In the "Moment of Truth" text, which two people broke ranks from the cordon around the AFC leadership and charged to the front of the demonstration?

### SOURCE TEXT
■ ■ ■

Moment of Truth
Like a sports vehicle whose gears shifted inexplicably from first into fifth gear, the hitherto leisurely, measured and amiable procession down the Kwame Nkrumah Avenue suddenly took off like a horse that has broken free from its reins. The leading group (which was not the leadership of the Alliance For Change) first broke into a canter, which soon turned into a gallop as it sped towards the crossroads which included the entrance to the road leading to the Osu Castle.
The approach to the Castle was heavily fortified and blocked by heavily armed soldiers who, as we later learnt, had instructions to prevent us from getting to the Castle at all costs. The stage was set for the looming bloody confrontation that we (the AFC and the Police) had worked so hard to avoid.
As we approached the Castle intersection, rumours began to circulate that there had been a bloody confrontation between the Police and a group of demonstrators around the Makola market. More ominously, it was reported that some of the demonstrators had been killed. On hearing this deeply troubling news, many of the high energy youthful demonstrators started chanting “Mo nku yεn prεko; Sε Kume Prεko nti na yε baa yε” (You might as well kill us; after all we came because of the Kume Prεko march). With that, they hoisted their wooden imitation guns, which had hitherto been concealed, into the air and lurched towards the gates of the Osu Castle.
The moment of truth had arrived. Could we the people exercise our right to free and peaceful assembly as guaranteed by the Constitution of the 4th Republic of Ghana? Or would that right be so recklessly exercised that it would provide a ready excuse for agents of the government, which had an 11-year antecedence of military dictatorship, to sweep away our rights in an orgy of bloody ‘executions’? This was the time to exhibit leadership on two levels: in the instance (to avoid the impending confrontation) and, also, to preserve the 3-year-old fourth attempt at DEMOCRATIC Governance.
As quick as a flash, “Sheey Shey” Akoto-Ampaw and “Comrade” Kwesi Pratt broke ranks from the safe Cordon, that had been shepherding the AFC leadership throughout the march and charged towards the front of the demonstration. As they sped off, they beckoned the rest of us to join them at the front of the march. Once up front, we locked our hands together in a human chain whose purpose was to bring the charge of the marauding ‘kamikaze squad’ to a screeching halt and direct the march away from the menacing soldiers guarding the road to the Castle.

■ ■ ■

### LISTED RECORDS
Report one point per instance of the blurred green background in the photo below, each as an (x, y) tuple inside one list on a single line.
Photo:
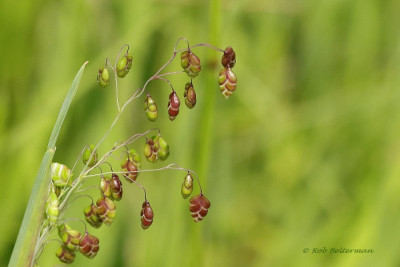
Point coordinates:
[(304, 154)]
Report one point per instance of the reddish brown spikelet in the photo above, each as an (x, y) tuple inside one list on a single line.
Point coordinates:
[(89, 245), (146, 215), (199, 206), (116, 187)]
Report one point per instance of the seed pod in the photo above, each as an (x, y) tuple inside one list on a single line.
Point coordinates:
[(173, 105), (150, 150), (103, 78), (199, 206), (227, 82), (52, 210), (150, 108), (89, 245), (131, 165), (68, 236), (87, 154), (105, 186), (124, 65), (116, 187), (190, 63), (146, 215), (92, 217), (190, 95), (65, 255), (228, 60), (60, 174), (162, 147), (187, 186), (106, 210)]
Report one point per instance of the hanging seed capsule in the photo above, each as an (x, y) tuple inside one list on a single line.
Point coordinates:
[(150, 150), (124, 65), (228, 60), (106, 210), (68, 236), (89, 245), (162, 147), (146, 215), (150, 107), (187, 186), (227, 82), (116, 187), (199, 206), (60, 174), (105, 186), (92, 217), (190, 95), (52, 210), (131, 165), (173, 106), (103, 78), (89, 154), (65, 255), (190, 63)]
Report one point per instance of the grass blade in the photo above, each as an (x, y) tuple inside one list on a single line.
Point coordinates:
[(24, 248)]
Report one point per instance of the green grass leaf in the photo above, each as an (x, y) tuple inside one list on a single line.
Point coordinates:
[(24, 249)]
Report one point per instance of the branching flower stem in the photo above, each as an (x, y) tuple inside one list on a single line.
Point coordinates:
[(78, 182)]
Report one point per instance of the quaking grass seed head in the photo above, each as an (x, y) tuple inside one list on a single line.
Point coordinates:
[(190, 63), (190, 95), (150, 108), (103, 77), (227, 82), (146, 215), (199, 206), (173, 105), (187, 186), (228, 59), (92, 217), (65, 255), (131, 166), (52, 209), (60, 174), (89, 245), (162, 147), (90, 153), (106, 210), (124, 64)]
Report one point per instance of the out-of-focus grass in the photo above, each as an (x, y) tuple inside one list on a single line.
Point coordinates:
[(304, 154)]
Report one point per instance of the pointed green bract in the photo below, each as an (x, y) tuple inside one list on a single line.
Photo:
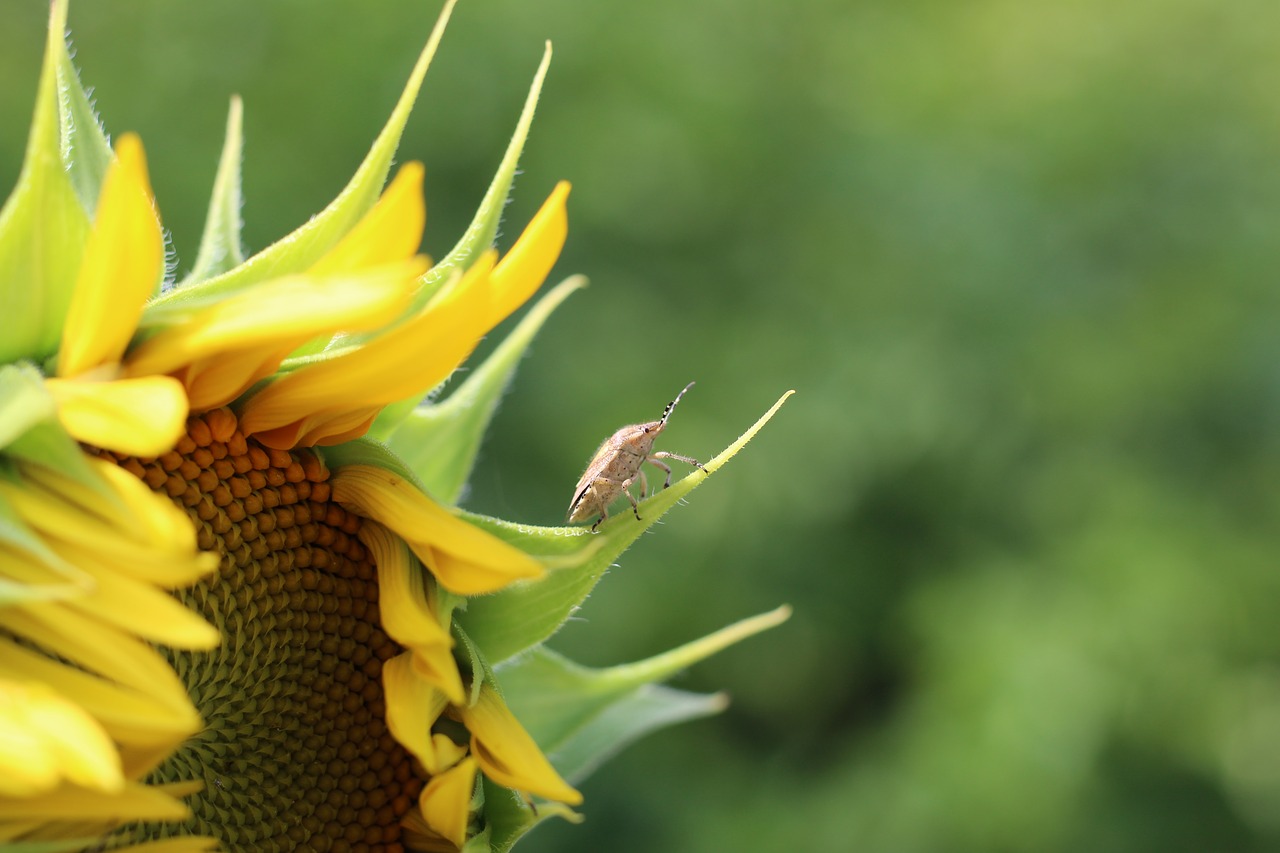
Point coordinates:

■ ■ ■

### TASK RESULT
"Sheey Shey" Akoto-Ampaw and "Comrade" Kwesi Pratt.